Data records
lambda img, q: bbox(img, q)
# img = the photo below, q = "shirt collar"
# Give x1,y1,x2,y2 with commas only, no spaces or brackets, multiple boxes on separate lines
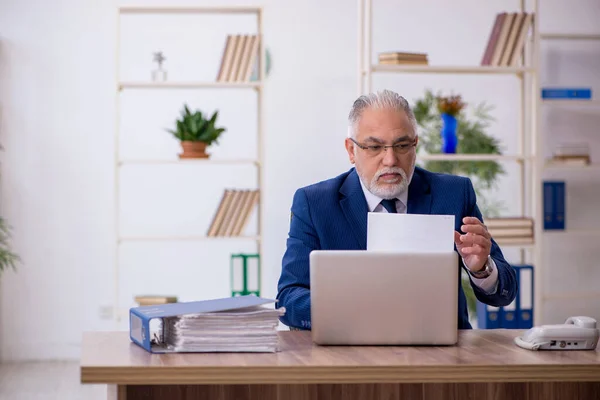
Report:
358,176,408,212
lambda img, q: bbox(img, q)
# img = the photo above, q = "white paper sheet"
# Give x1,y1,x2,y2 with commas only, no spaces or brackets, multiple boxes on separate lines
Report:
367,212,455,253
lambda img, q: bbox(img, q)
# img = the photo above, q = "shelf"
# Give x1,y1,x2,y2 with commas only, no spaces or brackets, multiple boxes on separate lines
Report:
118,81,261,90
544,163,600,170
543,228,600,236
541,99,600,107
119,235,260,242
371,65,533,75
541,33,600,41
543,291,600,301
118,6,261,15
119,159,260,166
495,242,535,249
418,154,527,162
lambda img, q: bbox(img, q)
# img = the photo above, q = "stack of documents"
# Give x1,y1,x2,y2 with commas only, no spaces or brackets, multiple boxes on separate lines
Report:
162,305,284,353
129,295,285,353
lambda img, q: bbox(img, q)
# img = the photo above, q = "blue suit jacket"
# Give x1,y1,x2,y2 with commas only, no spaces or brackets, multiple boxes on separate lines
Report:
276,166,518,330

==

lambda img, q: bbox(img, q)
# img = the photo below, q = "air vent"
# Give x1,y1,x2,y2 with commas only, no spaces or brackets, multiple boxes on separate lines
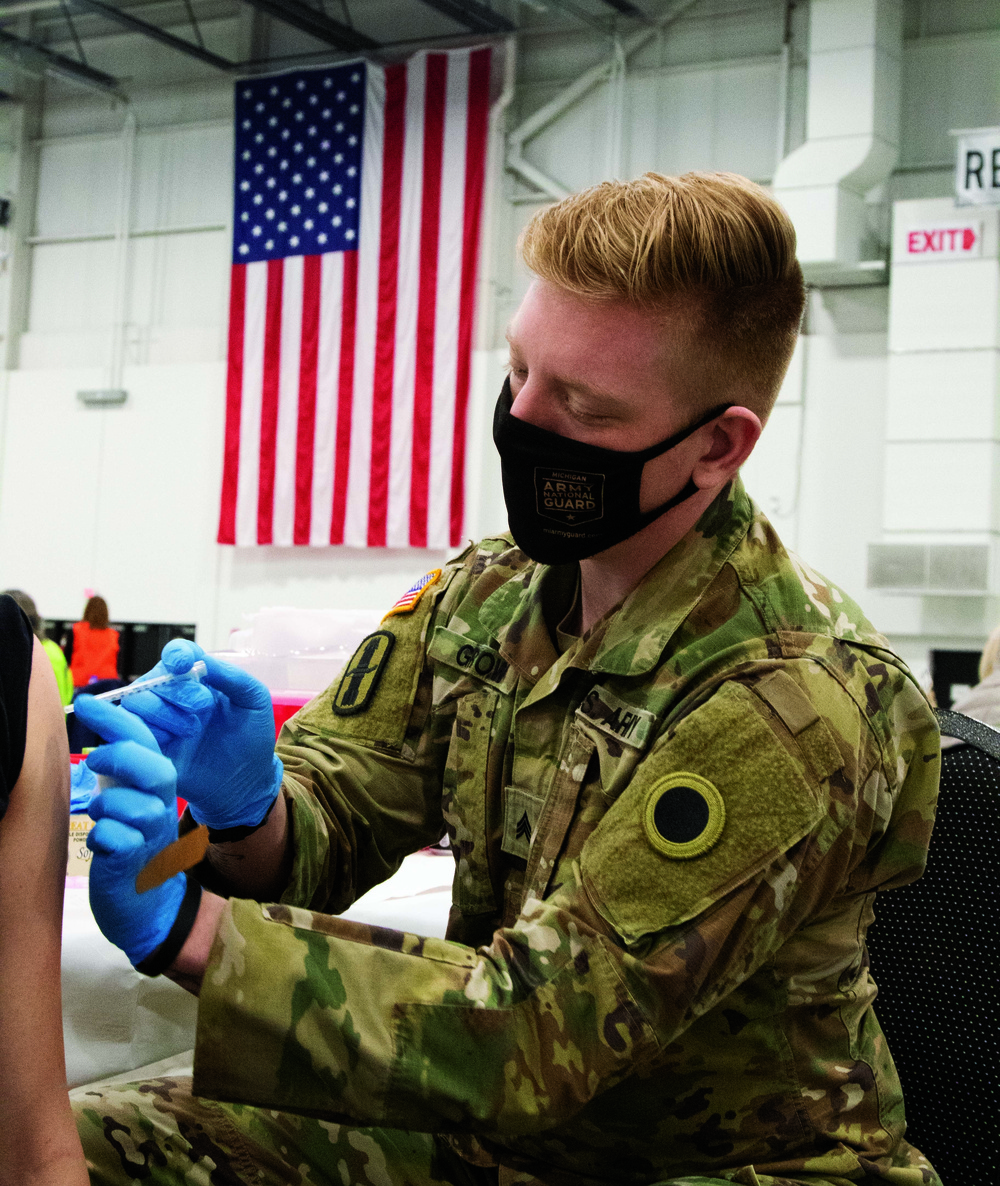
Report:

==

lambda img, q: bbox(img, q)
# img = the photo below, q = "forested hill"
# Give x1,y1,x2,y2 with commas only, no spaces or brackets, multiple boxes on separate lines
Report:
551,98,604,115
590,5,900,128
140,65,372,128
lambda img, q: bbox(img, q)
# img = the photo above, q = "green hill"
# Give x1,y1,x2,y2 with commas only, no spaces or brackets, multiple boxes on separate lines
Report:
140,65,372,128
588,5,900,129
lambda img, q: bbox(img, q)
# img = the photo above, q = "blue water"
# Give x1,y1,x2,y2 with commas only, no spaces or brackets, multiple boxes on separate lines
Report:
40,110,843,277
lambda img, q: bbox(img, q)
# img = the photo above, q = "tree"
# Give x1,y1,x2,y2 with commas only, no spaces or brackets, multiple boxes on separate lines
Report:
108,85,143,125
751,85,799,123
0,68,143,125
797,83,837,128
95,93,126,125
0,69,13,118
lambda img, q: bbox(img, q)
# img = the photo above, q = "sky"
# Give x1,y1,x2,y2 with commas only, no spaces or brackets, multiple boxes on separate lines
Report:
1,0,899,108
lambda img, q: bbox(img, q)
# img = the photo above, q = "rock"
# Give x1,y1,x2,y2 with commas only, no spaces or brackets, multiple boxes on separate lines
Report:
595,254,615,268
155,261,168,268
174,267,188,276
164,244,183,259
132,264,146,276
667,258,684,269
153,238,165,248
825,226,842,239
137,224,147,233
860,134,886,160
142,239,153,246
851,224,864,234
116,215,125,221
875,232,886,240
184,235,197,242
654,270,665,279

Task
Give the number of lines in the listing above that contain "blue", and nothing else.

Expected answer
2